Copy the listing below in full and skip every picture.

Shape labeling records
_____
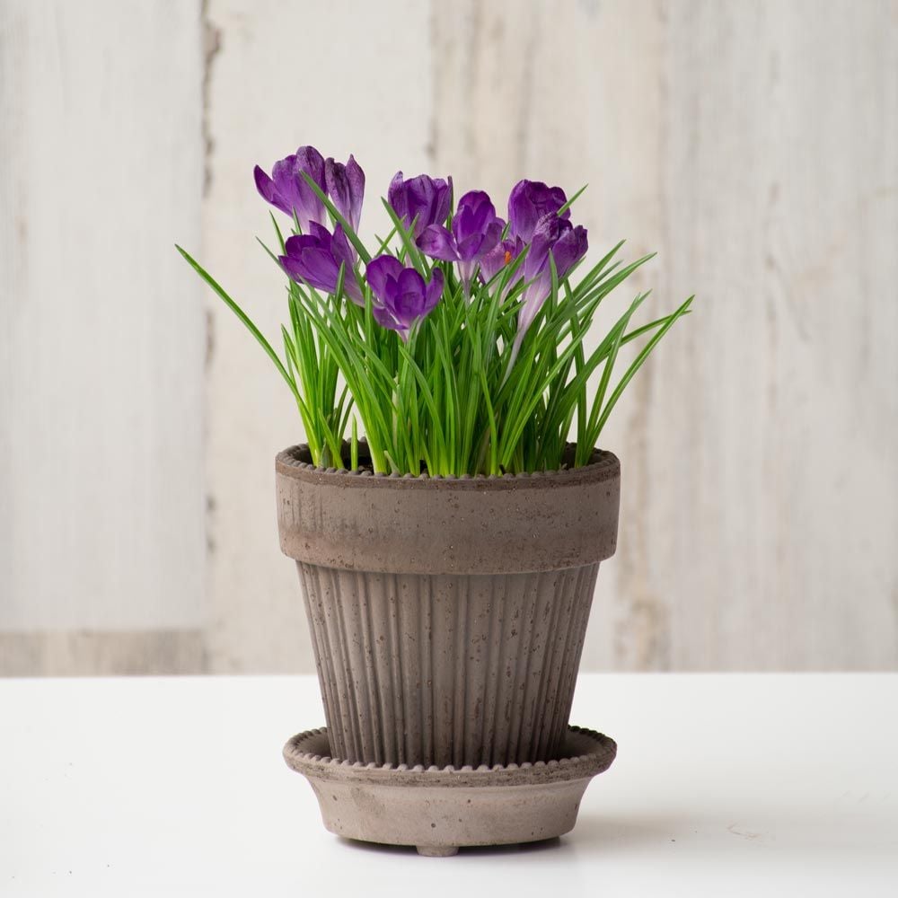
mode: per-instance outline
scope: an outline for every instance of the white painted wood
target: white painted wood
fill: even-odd
[[[588,181],[660,251],[619,304],[699,295],[603,440],[585,666],[898,665],[898,4],[436,8],[435,167]]]
[[[254,240],[270,242],[273,232],[253,165],[270,171],[302,144],[343,160],[354,153],[366,176],[363,234],[385,233],[380,198],[396,169],[429,168],[428,15],[412,0],[208,5],[221,46],[207,92],[213,149],[201,257],[275,343],[288,321],[286,295]],[[207,306],[209,664],[313,670],[299,580],[278,549],[275,518],[274,456],[302,441],[299,416],[240,322],[211,295]]]
[[[251,169],[304,142],[356,153],[368,235],[397,167],[500,204],[524,175],[588,181],[594,255],[660,251],[618,303],[698,295],[605,435],[621,533],[585,668],[898,665],[895,0],[7,0],[0,630],[31,631],[17,657],[69,629],[144,644],[207,622],[205,415],[212,668],[313,669],[274,514],[298,416],[171,246],[276,337]]]
[[[0,629],[203,621],[196,3],[0,6]]]

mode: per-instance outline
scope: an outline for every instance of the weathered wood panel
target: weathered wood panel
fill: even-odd
[[[588,666],[898,665],[898,4],[439,7],[436,168],[699,295],[619,406]],[[629,295],[621,296],[629,300]]]
[[[203,623],[204,321],[172,247],[200,79],[198,4],[0,5],[0,630],[35,657]]]
[[[588,181],[594,251],[660,251],[647,314],[698,294],[605,436],[585,667],[898,665],[895,0],[7,0],[0,670],[313,669],[297,415],[171,248],[276,335],[251,172],[305,142],[362,162],[369,235],[395,167]]]
[[[252,167],[268,169],[302,144],[341,159],[352,152],[366,175],[363,233],[383,233],[379,198],[396,169],[429,167],[428,16],[412,0],[208,5],[219,48],[207,92],[202,258],[276,344],[286,295],[253,239],[270,242],[273,232]],[[274,456],[302,440],[299,416],[242,325],[216,298],[207,302],[209,663],[224,672],[313,670],[299,579],[278,549],[275,518]]]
_____
Solution for this task:
mode: per-instance outline
scope: an outline for every instance of the white painted wood
target: white painted wood
fill: even-odd
[[[588,181],[660,251],[619,304],[699,295],[603,440],[585,666],[898,665],[898,4],[436,8],[435,167]]]
[[[254,240],[270,242],[273,232],[253,165],[270,171],[302,144],[343,160],[354,153],[366,176],[363,234],[385,233],[380,198],[396,169],[429,168],[428,15],[412,0],[208,5],[221,46],[207,92],[213,149],[201,257],[275,343],[288,321],[286,295]],[[207,306],[209,664],[313,670],[299,580],[278,549],[275,518],[274,456],[302,441],[299,416],[240,322],[211,295]]]
[[[251,169],[304,142],[356,153],[368,235],[397,167],[500,204],[524,175],[588,181],[594,255],[660,251],[618,303],[698,295],[605,435],[621,533],[585,668],[898,665],[895,0],[7,0],[0,630],[31,631],[17,657],[69,629],[144,644],[207,622],[205,415],[212,668],[313,669],[274,514],[298,416],[171,246],[276,337]]]
[[[0,629],[203,621],[196,3],[0,6]]]

mode: per-instance outline
scope: an outline for every instance of the weathered wood panel
target: weathered wood panel
fill: even-odd
[[[588,666],[898,665],[898,4],[439,7],[436,168],[699,295],[619,406]],[[629,295],[621,296],[629,300]]]
[[[203,623],[204,321],[172,247],[200,79],[198,4],[0,5],[0,630],[35,657]]]
[[[588,181],[594,251],[660,251],[647,314],[698,294],[605,436],[585,667],[898,665],[895,0],[7,0],[0,670],[313,669],[297,415],[171,248],[276,335],[251,172],[305,142],[362,162],[369,235],[395,167]]]
[[[252,167],[268,169],[302,144],[341,159],[352,152],[366,175],[363,233],[383,233],[379,198],[396,169],[429,167],[428,16],[412,0],[208,5],[219,48],[207,92],[202,258],[276,344],[286,295],[253,239],[270,242],[273,232]],[[274,456],[302,440],[299,416],[242,325],[216,298],[207,302],[209,663],[224,672],[313,670],[299,579],[278,549],[275,518]]]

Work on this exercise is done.